_GOAL_. Please write out the items again, starting with the line that contains "In this exercise you will annotate each instance of the upper" and going on through the final line of the items, both ends included, adding 42 to every number in the pixel coordinates and leaving every other line as it is.

◆ ◆ ◆ ◆ ◆

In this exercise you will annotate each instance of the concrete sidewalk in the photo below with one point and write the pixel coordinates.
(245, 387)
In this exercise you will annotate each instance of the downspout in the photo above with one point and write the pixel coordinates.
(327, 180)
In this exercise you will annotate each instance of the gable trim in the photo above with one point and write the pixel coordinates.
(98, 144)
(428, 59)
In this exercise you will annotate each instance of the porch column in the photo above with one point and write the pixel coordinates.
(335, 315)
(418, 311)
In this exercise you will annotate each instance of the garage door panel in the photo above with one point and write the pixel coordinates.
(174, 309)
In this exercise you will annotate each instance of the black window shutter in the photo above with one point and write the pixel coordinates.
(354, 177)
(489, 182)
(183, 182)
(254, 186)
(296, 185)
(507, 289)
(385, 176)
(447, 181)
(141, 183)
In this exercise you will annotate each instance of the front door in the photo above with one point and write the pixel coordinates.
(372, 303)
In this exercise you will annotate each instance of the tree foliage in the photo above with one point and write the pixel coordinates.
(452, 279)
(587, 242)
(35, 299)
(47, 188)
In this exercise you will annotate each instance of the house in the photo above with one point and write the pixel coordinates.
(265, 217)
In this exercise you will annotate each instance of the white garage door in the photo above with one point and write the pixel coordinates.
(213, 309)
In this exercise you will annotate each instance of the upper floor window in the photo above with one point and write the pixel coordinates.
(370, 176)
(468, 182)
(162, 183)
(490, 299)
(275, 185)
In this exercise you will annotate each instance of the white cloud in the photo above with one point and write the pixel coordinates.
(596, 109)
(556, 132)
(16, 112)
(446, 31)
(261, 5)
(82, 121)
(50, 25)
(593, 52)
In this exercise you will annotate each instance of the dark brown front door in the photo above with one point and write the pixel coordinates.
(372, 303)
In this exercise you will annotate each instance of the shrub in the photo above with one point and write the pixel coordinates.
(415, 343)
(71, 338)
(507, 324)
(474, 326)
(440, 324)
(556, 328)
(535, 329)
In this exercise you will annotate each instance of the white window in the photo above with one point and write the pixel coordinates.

◆ ◆ ◆ ◆ ◆

_CORRECT ANSWER_.
In this exercise you will annotate each instance of the upper floor window in the photo above with one point and write the pixel coordinates.
(412, 218)
(510, 224)
(204, 225)
(532, 341)
(317, 227)
In this exercise you will annotate each instance of the white cloud in the photo above with one point and write the pixel coordinates.
(638, 151)
(598, 174)
(58, 154)
(488, 73)
(303, 47)
(124, 163)
(92, 67)
(635, 94)
In this exercise you will annotate each instance of the dark brown front door in the photo above with one point and write the pixel coordinates.
(414, 345)
In this exercise you will annotate each instance of the shrub in the photo above with one point and write the pixel coordinates.
(457, 385)
(113, 380)
(549, 366)
(516, 368)
(482, 366)
(598, 370)
(577, 371)
In this exercise you will annotate each instance of the white window in the photo above with one point and write the pixel coordinates.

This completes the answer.